> [やること]:
1: ダイヤモンド本の紹介記事によると、マシュー・ハート氏はどの業界紙の記者か。
2: ダイヤモンド本の紹介記事を2文で要約せよ。
3: ダイヤモンド本の紹介記事を、最後に示された一文の後から書き継いでください。

お金をかけずに撮影するジュエリー写真

家にあるモノを駆使して美しい写真を撮影しよう!

当ブログはプロモーションが含まれています

【ジュエリー本No.23】ダイヤモンドの大河ドラマ「ダイヤモンド 輝きへの欲望と挑戦」

f:id:himmelan:20210520224311j:plain

 

本日も、ダイヤモンドに関する書籍の紹介です。

最近ダイヤモンドの関連本ばかりを読んでいる気がします。

 

折角読んだ本ですから、内容が温かいうちに。

 

 

「ダイヤモンド 輝きへの欲望と挑戦」

この本は、実用書ではありません。

完全な読み物、ダイヤモンドに関する数々の物語を描いた本です。

 

科学的なダイヤモンド読本はいらない。

もっと人間味あふれるダイヤモンドの世界を知りたい。

今回はそんな文系寄りな本を、ご紹介いたします。

 

 

ダイヤモンド業界の最奥に携わる記者が執筆

 

f:id:himmelan:20200720230851j:plain

 

「ダイヤモンド 輝きへの欲望と挑戦」の筆者マシュー・ハート氏は、ラパポート・ダイヤモンド・レポートの記者です。

ラパポートというのは、ダイヤモンド業界の最重要業界紙

ダイヤモンドを扱う業者は、必携の一冊です。

 

ラパポートが業界内で重視されているのは、ダイヤモンドの国際的な価格が掲載されているからです。

相場予想などという、生易しいものではありません。

ラパポートで発表されるのは、正真正銘、その時点でのダイヤモンド世界基準価格。

つまり、世界中のダイヤモンド取引はラパポートに掲載される価格を元にして、値段が決まっているんです。

 

もちろん、掲載価格そのままでダイヤモンドを手に入れることは出来ません。

業者同士の駆け引き、流通経路、取引業者との信頼関係。

また外国から仕入れる場合は、為替相場や輸入手続きにかかる費用も視野に入れなくてはいけません。

それでも、明確な価格が決まっているのは凄いことですよね。

 

つまり、ラパポート・ダイヤモンド・レポートは、ダイヤモンド業界の中心にいる業界紙と言っても過言ではないのです。

そのラパポートの記者ということは、業界の最奥に精通している記者ということになりますよね。

 

歴史が動いた現場にいたかのような詳細な描写

 

f:id:himmelan:20200630000627j:plain

 

「ダイヤモンド 輝きへの欲望と挑戦」で紹介されている内容は、とにかく臨場感が凄いです。

 

  • 歴史的に有名なダイヤモンドは、どのように発見されたのか。

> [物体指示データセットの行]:
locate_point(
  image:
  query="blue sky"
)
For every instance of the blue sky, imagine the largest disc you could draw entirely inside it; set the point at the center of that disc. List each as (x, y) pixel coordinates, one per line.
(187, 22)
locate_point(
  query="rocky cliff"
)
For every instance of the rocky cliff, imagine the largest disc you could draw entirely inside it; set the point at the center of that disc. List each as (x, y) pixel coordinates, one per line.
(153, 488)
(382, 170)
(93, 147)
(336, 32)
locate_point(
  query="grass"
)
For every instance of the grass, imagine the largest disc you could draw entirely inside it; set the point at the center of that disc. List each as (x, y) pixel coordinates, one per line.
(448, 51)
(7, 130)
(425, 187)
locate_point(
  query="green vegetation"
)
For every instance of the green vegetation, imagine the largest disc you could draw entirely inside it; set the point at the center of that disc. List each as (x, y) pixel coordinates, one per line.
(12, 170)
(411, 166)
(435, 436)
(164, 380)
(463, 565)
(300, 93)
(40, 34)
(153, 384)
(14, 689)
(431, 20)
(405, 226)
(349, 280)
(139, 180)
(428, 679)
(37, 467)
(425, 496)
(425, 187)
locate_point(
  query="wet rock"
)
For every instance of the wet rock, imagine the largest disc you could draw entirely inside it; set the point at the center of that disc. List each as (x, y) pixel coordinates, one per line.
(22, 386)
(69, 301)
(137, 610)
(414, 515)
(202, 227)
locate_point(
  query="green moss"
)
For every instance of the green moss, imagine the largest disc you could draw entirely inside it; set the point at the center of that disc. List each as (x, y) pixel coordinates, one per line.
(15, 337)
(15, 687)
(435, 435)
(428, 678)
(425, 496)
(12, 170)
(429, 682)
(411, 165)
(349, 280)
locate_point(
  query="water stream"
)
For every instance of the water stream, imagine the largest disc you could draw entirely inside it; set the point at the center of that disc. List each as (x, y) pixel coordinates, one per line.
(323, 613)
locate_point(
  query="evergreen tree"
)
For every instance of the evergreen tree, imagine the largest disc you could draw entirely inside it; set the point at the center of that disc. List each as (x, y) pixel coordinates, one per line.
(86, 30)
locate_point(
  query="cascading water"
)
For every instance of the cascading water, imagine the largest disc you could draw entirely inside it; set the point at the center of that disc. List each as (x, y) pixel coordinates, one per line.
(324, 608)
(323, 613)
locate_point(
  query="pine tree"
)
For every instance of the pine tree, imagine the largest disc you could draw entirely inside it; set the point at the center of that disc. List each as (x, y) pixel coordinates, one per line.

> [各タスクの回答]:
1: ラパポート・ダイヤモンド・レポートの記者である。

2: 記事は「ダイヤモンド 輝きへの欲望と挑戦」を、実用書ではなく、ダイヤモンドに関する数々の物語を描いた読み物として紹介している。筆者マシュー・ハート氏は、ダイヤモンドの世界基準価格を掲載する業界紙ラパポート・ダイヤモンド・レポートの記者であり、本の内容は臨場感が凄いと述べられている。

3:
  • ダイヤモンド業界最大の企業、デ・ビアス社は如何にして生まれたか。
  • 紛争ダイヤモンドの世界は、どのようなものなのか。
  • ダイヤモンドを美しく輝かせるカット法は、いつどうやって編み出されたのか。

 

これらの疑問に対する回答は、多くのダイヤモンド関連本に掲載されています。

 

例えば、デ・ビアス社は、イギリス人セシル・ローズの手によって生まれた、世界最大のダイヤモンドシンジケート。

世界中のダイヤモンド鉱山を手中に収め、世界のダイヤモンドの生産量及び価格調整を行っている企業です。

………この程度の知識であれば、インターネットで検索しても出てきますよね。

 

では、セシル・ローズは如何にして、そのような巨大なシンジケートを生み出せたのでしょうか?

彼の性格は? 出身は? 家族は?

なぜ、ダイヤモンドの世界に飛び込むことになったのか?

どんな人々と出会い、どのように行動し、どんな風に考えていた?

「ダイヤモンド 輝きへの欲望と挑戦」の中では、セシル・ローズが歩んだ道が、まるで映画でも見ているかのように、紹介されています。

 

表面的な知識ではない、人間ドラマ。

「ダイヤモンド 輝きへの欲望と挑戦」は、まるで大河ドラマを見ているような感覚すら覚えるのです。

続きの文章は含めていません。